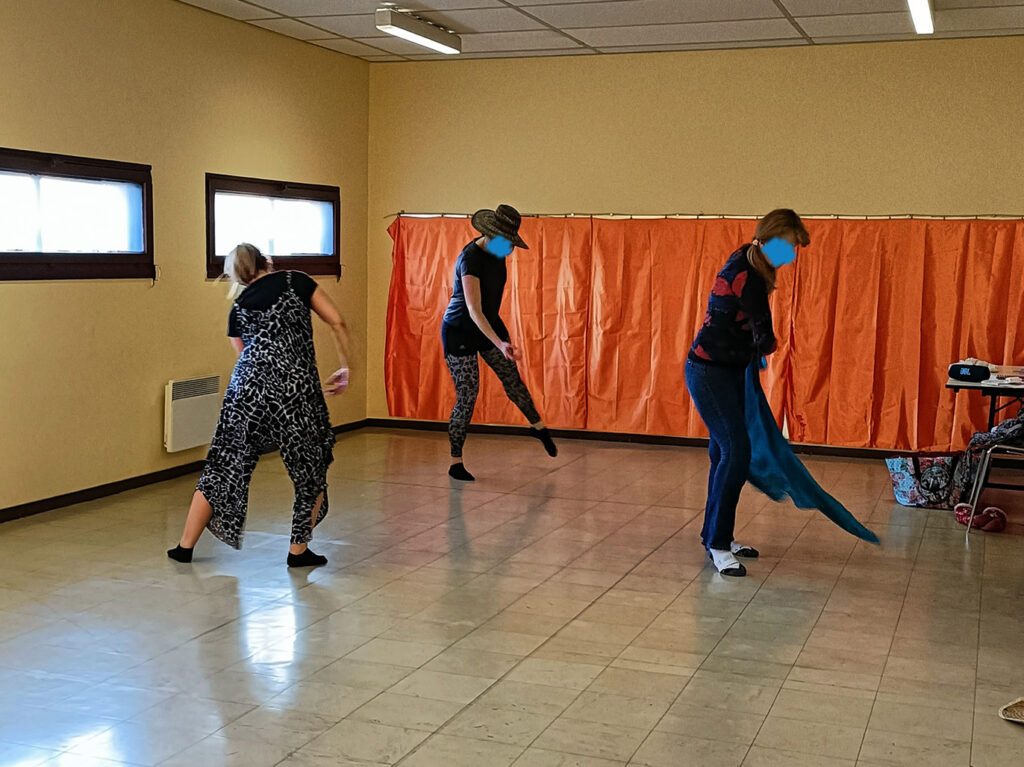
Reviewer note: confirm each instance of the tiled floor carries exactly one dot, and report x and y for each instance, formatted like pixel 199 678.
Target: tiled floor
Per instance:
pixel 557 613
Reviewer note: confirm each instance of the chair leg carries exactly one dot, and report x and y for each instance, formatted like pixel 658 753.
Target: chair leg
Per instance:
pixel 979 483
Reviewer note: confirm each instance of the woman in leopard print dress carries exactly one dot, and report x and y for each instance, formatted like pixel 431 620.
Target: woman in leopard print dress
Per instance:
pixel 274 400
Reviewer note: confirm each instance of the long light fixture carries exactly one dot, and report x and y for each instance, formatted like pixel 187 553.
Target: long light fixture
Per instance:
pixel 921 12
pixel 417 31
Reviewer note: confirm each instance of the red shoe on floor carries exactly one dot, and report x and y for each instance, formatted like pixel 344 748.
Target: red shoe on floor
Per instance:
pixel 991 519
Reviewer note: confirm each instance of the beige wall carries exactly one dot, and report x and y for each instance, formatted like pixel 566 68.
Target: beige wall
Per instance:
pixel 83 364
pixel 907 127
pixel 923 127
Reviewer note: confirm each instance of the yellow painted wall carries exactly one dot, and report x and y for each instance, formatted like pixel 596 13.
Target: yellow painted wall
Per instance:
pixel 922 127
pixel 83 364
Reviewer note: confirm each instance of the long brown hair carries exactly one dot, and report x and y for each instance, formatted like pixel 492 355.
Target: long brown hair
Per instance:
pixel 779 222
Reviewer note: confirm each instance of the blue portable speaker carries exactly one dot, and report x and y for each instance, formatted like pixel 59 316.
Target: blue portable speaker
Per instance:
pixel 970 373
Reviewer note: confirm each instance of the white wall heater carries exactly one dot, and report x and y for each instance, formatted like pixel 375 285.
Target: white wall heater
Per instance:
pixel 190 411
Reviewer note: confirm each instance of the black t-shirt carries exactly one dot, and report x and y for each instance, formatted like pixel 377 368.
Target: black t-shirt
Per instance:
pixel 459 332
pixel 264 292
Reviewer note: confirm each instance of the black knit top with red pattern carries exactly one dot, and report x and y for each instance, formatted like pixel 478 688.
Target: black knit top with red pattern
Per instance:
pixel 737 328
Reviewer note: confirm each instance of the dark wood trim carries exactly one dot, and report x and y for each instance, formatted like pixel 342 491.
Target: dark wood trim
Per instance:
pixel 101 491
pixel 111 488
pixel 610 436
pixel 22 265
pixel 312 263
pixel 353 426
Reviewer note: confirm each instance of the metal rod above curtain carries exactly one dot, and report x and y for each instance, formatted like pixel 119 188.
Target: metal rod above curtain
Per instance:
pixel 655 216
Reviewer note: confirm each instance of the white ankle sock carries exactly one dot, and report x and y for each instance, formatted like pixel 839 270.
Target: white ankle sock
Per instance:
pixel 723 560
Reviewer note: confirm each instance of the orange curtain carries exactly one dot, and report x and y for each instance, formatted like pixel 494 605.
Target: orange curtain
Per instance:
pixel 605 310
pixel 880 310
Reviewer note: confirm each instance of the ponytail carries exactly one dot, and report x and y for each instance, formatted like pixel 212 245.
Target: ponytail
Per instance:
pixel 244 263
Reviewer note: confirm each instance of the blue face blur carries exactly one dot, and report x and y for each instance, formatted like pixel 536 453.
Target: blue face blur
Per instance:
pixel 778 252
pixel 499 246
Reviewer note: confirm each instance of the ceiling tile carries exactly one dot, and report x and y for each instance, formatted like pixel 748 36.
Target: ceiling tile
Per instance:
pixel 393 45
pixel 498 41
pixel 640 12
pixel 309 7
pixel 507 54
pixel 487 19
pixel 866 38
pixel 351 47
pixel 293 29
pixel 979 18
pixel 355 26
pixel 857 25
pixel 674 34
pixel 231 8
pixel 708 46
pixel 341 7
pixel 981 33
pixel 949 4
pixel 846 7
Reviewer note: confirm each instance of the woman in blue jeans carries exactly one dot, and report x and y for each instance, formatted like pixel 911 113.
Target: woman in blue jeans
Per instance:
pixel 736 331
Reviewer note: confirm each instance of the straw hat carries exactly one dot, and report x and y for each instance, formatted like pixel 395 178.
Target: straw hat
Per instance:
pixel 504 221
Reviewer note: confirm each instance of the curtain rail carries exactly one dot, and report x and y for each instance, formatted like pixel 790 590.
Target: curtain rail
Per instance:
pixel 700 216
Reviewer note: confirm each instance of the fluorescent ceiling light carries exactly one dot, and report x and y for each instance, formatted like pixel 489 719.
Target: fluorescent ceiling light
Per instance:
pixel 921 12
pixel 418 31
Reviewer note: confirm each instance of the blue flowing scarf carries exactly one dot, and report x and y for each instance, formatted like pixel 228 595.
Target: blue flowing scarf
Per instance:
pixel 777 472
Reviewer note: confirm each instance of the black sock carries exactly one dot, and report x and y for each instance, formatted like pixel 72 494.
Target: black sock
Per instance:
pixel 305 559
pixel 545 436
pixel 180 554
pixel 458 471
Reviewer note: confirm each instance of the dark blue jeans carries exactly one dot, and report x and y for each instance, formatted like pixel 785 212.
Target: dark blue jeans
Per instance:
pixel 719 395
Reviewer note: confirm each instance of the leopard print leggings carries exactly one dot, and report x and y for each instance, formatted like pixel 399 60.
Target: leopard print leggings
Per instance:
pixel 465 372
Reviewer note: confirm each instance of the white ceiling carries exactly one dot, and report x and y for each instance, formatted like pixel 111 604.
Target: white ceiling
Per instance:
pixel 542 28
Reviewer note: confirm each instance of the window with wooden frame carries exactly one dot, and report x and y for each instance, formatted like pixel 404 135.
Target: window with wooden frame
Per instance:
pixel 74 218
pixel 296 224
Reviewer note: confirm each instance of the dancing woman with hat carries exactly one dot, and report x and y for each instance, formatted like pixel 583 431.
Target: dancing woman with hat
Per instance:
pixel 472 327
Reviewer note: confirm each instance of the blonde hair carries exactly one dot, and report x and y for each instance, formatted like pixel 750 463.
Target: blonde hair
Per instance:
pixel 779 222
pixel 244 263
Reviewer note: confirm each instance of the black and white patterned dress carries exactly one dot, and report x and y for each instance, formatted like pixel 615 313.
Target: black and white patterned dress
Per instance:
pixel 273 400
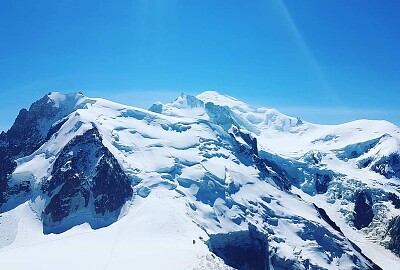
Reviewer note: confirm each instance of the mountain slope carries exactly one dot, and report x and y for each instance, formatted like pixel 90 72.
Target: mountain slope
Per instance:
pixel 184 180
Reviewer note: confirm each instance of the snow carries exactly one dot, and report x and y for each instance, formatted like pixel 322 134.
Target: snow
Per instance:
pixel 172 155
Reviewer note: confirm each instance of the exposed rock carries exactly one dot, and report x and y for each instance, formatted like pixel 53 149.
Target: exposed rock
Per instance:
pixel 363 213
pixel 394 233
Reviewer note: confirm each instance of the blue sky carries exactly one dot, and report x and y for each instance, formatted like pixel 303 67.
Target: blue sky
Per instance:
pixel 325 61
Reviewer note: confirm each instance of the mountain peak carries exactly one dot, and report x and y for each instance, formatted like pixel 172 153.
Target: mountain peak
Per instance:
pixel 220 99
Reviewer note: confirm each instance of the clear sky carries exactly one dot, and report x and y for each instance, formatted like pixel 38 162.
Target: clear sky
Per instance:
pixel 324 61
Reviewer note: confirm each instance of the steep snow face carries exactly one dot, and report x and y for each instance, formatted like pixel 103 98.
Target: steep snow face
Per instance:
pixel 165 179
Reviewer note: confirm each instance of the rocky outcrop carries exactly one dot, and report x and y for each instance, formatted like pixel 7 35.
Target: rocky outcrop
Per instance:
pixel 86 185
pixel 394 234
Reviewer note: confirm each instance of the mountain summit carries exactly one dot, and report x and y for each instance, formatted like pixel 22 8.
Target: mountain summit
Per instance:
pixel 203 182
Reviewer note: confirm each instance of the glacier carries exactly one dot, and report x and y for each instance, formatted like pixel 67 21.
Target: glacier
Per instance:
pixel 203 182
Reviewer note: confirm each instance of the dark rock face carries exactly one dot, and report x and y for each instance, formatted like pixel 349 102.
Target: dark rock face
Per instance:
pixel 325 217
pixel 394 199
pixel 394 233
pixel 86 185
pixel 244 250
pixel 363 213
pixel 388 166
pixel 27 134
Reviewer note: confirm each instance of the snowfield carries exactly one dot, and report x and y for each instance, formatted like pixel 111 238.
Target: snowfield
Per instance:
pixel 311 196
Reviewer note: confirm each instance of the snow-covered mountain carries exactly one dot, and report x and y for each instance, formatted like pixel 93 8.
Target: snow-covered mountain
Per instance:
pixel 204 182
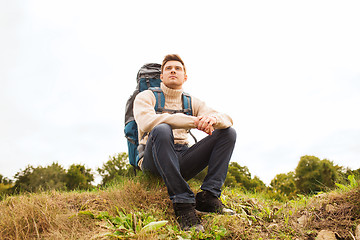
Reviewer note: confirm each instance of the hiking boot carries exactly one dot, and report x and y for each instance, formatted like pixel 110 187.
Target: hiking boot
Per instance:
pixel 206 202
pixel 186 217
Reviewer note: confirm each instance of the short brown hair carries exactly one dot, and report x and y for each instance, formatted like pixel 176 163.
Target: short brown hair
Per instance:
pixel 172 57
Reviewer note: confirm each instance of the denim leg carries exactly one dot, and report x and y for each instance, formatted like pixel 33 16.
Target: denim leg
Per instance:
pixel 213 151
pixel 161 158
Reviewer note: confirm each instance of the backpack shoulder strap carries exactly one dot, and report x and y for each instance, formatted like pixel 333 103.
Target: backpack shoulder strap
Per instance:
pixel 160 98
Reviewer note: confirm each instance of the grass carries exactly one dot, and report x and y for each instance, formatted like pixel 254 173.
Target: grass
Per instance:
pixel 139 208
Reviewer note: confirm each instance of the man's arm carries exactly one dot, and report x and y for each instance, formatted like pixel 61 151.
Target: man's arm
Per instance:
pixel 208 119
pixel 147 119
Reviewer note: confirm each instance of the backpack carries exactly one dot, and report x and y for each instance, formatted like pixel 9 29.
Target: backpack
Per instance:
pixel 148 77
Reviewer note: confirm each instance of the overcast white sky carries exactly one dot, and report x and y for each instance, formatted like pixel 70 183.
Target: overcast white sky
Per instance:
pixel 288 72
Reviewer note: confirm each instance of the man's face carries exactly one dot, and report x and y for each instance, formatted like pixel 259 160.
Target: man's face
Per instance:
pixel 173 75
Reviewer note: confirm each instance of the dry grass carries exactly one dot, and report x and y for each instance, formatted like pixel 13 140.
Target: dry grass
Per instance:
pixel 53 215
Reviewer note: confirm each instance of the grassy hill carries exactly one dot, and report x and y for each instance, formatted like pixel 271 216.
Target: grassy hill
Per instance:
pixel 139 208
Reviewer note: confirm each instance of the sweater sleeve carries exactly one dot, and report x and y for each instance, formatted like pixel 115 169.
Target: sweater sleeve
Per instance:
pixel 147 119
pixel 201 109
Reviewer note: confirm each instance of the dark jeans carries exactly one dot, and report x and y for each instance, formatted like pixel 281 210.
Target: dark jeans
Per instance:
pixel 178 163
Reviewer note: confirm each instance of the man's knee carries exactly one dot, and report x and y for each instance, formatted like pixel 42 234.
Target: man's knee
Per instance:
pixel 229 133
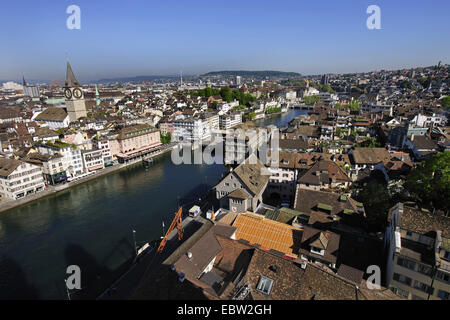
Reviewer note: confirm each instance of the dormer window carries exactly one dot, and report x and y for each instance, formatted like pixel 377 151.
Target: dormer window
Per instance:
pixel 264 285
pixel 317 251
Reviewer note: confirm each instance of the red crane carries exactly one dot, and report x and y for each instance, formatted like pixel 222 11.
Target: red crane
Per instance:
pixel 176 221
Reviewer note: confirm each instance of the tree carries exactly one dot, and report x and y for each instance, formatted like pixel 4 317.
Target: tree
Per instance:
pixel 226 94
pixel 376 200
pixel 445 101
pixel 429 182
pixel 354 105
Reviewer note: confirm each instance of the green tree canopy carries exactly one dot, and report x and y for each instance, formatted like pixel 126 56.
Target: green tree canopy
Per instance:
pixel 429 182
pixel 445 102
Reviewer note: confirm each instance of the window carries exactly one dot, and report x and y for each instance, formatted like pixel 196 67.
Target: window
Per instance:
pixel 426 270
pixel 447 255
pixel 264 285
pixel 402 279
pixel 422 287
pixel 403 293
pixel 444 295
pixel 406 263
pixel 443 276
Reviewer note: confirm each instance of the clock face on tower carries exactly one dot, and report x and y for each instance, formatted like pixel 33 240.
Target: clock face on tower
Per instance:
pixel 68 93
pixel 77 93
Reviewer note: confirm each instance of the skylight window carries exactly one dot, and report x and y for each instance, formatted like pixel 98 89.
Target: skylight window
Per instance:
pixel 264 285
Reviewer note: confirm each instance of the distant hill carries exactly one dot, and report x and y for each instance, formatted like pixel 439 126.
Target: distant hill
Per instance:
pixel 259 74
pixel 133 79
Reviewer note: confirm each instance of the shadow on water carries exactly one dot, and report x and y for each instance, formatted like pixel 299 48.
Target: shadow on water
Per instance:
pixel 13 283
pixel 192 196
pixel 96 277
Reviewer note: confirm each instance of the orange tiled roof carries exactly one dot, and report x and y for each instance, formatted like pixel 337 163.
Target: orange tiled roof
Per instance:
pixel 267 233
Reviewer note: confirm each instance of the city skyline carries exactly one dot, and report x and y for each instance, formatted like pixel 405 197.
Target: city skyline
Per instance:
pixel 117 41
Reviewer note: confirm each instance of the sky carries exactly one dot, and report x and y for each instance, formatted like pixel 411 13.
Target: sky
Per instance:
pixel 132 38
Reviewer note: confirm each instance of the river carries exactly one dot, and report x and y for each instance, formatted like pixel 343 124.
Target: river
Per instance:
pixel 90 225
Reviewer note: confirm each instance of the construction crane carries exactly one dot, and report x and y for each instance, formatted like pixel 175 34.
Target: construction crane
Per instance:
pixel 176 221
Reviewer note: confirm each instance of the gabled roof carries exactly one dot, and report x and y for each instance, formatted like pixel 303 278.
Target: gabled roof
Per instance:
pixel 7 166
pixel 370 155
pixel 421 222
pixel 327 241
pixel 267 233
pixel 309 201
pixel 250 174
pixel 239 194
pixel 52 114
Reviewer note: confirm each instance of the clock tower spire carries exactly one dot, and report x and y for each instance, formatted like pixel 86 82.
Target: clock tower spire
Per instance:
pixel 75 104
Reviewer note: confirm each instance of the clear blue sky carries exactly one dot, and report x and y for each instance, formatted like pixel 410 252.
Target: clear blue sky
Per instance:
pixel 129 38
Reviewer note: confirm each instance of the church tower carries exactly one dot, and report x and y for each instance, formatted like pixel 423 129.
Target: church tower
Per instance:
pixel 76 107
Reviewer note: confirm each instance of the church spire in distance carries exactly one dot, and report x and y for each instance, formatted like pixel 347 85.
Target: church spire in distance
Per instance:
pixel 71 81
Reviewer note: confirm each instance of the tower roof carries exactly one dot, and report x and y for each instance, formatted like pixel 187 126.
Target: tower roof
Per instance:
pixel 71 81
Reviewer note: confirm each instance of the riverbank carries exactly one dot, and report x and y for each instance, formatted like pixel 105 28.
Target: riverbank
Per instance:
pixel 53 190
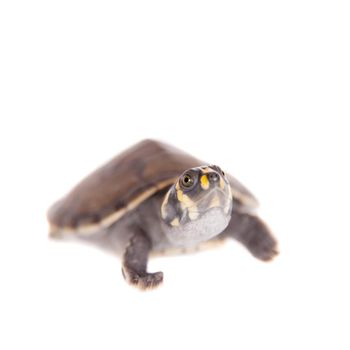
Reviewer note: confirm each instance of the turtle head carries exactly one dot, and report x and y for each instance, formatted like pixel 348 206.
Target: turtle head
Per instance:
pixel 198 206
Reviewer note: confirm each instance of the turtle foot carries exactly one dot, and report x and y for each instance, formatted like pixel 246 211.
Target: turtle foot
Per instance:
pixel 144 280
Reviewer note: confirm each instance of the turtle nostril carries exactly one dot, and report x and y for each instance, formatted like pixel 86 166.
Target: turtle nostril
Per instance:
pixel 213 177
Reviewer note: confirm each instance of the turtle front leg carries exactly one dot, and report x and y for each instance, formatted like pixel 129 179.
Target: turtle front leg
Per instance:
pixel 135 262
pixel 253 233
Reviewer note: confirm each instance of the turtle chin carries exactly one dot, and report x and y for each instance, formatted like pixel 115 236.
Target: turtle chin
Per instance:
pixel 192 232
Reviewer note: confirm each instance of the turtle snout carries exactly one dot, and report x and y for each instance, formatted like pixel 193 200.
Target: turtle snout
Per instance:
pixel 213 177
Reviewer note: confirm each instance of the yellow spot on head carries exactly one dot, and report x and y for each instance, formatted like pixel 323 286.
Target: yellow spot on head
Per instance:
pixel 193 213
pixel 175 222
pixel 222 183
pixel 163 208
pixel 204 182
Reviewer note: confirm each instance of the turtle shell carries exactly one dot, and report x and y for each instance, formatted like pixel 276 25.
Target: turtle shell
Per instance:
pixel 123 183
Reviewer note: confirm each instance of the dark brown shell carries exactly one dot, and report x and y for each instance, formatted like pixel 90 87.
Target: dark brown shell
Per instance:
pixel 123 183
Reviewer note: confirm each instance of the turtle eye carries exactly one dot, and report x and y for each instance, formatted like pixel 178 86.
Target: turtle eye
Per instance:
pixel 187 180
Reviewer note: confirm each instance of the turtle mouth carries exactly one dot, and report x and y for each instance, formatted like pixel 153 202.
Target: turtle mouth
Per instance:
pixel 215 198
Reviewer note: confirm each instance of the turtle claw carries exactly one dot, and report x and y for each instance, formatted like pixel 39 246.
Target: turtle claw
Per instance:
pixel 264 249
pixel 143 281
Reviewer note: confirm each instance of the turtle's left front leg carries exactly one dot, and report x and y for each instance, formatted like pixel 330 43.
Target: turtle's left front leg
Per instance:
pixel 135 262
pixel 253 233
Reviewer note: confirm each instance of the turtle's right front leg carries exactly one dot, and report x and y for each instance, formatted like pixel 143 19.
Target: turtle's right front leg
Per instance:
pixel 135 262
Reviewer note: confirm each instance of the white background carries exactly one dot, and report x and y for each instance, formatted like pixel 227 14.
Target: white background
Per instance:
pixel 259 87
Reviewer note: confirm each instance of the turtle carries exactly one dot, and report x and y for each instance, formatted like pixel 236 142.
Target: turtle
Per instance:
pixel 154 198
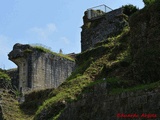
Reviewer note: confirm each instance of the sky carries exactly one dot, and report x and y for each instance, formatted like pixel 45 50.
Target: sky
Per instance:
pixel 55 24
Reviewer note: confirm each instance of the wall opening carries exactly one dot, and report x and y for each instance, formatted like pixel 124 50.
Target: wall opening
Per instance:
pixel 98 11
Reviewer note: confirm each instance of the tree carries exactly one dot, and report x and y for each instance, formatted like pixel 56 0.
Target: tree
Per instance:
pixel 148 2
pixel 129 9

::::::::

EXERCISE INSTRUCTIONS
Convert the rows above, starting at the first one and ending at the line that contains "pixel 190 411", into a CSV with two columns, request and answer. Give one CSV line per row, with each field quoted and its line breaks turned into spaces, and leave out the pictures.

EXERCISE OUTPUT
request,answer
"Reviewer note: confirm each instance of the tiled floor carries exactly one dot, and report x and y for each instance, formatted like pixel 199 678. Target: tiled floor Per instance:","pixel 557 613"
"Reviewer note: confirm each instance of the chair leg carries exactly one dot, and report x and y for each instance, formatted like pixel 658 753. Target: chair leg Per instance:","pixel 979 483"
"Reviewer note: confirm each instance of the woman in leopard print dress carries exactly one dot, and report x and y for each instance, formatted like pixel 431 620. Target: woman in leopard print dress Per instance:","pixel 274 400"
"Reviewer note: confirm each instance of the long light fixture carries exactly one dot, and report x and y for each instance, formatted like pixel 187 553. Target: long light fixture Per instance:","pixel 921 12 pixel 417 31"
"Reviewer note: confirm each instance of the red shoe on floor carries exactly one dot, and report x and y for each instance, formatted like pixel 344 748. Target: red shoe on floor Per instance:","pixel 991 519"
"Reviewer note: confirm each instance of the beige wall carries exactly one dot, and report x and y for each instance, formatted like pixel 566 68. Target: beige wall Per instance:","pixel 83 364 pixel 907 127 pixel 923 127"
"Reviewer note: confirm each instance of the yellow painted wall carries exactly one dot, and report x and y for each instance, formatted like pixel 596 13. Target: yellow painted wall Per instance:","pixel 922 127 pixel 83 364"
"Reviewer note: confirm each instance of the long brown hair carries exactly one dot, and report x and y for each instance, formatted like pixel 492 355. Target: long brown hair Per instance:","pixel 779 222"
"Reviewer note: confirm each instance of the blue portable speaker carries exactly one dot, and report x and y for each instance, formatted like pixel 59 316. Target: blue portable speaker Per instance:","pixel 970 373"
"Reviewer note: confirm each instance of the white wall heater carries exactly one dot, and report x and y for each instance, formatted like pixel 375 285. Target: white wall heater Per instance:","pixel 190 411"